- TRY IT: Set the data down again so that every line matches exactly.

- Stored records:
<<<<

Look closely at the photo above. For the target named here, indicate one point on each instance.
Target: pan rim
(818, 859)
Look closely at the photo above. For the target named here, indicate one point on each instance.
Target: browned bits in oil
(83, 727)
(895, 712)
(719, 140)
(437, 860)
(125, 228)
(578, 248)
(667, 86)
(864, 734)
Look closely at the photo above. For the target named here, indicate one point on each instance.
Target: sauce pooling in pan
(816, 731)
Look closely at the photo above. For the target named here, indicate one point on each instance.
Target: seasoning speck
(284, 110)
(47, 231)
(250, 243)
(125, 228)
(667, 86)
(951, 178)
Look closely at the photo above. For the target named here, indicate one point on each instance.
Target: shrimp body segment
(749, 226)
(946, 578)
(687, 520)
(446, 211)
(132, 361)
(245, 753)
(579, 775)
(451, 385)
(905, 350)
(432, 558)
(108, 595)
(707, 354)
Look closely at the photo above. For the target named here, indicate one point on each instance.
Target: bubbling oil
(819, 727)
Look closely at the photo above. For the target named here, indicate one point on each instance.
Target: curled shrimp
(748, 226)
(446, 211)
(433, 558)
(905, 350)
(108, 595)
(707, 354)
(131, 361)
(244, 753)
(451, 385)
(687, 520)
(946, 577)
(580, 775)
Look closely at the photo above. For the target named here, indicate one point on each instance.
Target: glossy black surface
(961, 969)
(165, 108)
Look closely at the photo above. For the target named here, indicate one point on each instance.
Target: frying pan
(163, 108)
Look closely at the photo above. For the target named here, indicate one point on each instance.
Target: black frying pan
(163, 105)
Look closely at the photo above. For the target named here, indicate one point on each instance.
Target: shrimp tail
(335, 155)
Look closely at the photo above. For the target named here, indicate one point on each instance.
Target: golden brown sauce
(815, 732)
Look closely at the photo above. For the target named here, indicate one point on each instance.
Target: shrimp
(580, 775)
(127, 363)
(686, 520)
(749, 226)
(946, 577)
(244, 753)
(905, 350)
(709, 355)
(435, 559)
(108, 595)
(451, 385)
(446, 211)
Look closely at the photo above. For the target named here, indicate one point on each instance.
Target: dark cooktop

>>>>

- SOLUTION TO THIS PROBLEM:
Look closely at the photo above. For the target named here, indicate one point on each instance.
Target: pan rim
(818, 859)
Look closely at the photo above. For the target named here, indicate one point on each instance.
Target: browned bits in oil
(83, 727)
(895, 712)
(719, 140)
(437, 860)
(125, 228)
(578, 248)
(667, 86)
(864, 734)
Look closely at the photo above. For the target named here, indicate one point on each instance.
Target: sauce pooling in pan
(816, 731)
Look closely at the photo above. For the target named here, indicate one point on each instance.
Target: seasoning speck
(284, 110)
(47, 231)
(250, 243)
(125, 228)
(667, 86)
(951, 178)
Look closely at the photo above. For the target named here, indicate one point on each instance.
Target: shrimp body segment
(749, 226)
(946, 578)
(687, 520)
(446, 211)
(132, 361)
(245, 753)
(579, 775)
(451, 385)
(905, 350)
(432, 558)
(108, 595)
(707, 354)
Look closely at the photo above. For the target named here, indicate one point on each instance.
Target: bubbling oil
(819, 727)
Look closely at the photo above. For the target named here, indicate one point on each instance.
Target: curled shrimp
(748, 226)
(446, 211)
(433, 558)
(905, 350)
(108, 595)
(707, 354)
(131, 361)
(244, 753)
(451, 385)
(687, 520)
(946, 577)
(580, 775)
Look closely at the photo above. For the target named here, indicate one point on each instance.
Target: glossy black surface
(961, 969)
(165, 108)
Look closely at the photo above. For the target named here, indicate one point on each instance.
Target: frying pan
(163, 108)
Look closely at the photo above. For the target named here, indicate one point on each instance.
Target: black frying pan
(163, 105)
Look closely at the photo above. For the target named here, indicate one point on each instance.
Target: shrimp tail
(335, 155)
Look closely at the photo above. For the target named here, indicate one point on each instance.
Target: golden brown sauce
(815, 732)
Look closely at the photo above. For the target named here, indicate one point on each instance.
Target: shrimp
(580, 775)
(127, 363)
(686, 520)
(749, 226)
(946, 577)
(244, 753)
(905, 350)
(709, 355)
(435, 559)
(108, 595)
(451, 385)
(446, 211)
Look closely at the photo above. For the target named here, indicate one point on each instance.
Target: dark cooktop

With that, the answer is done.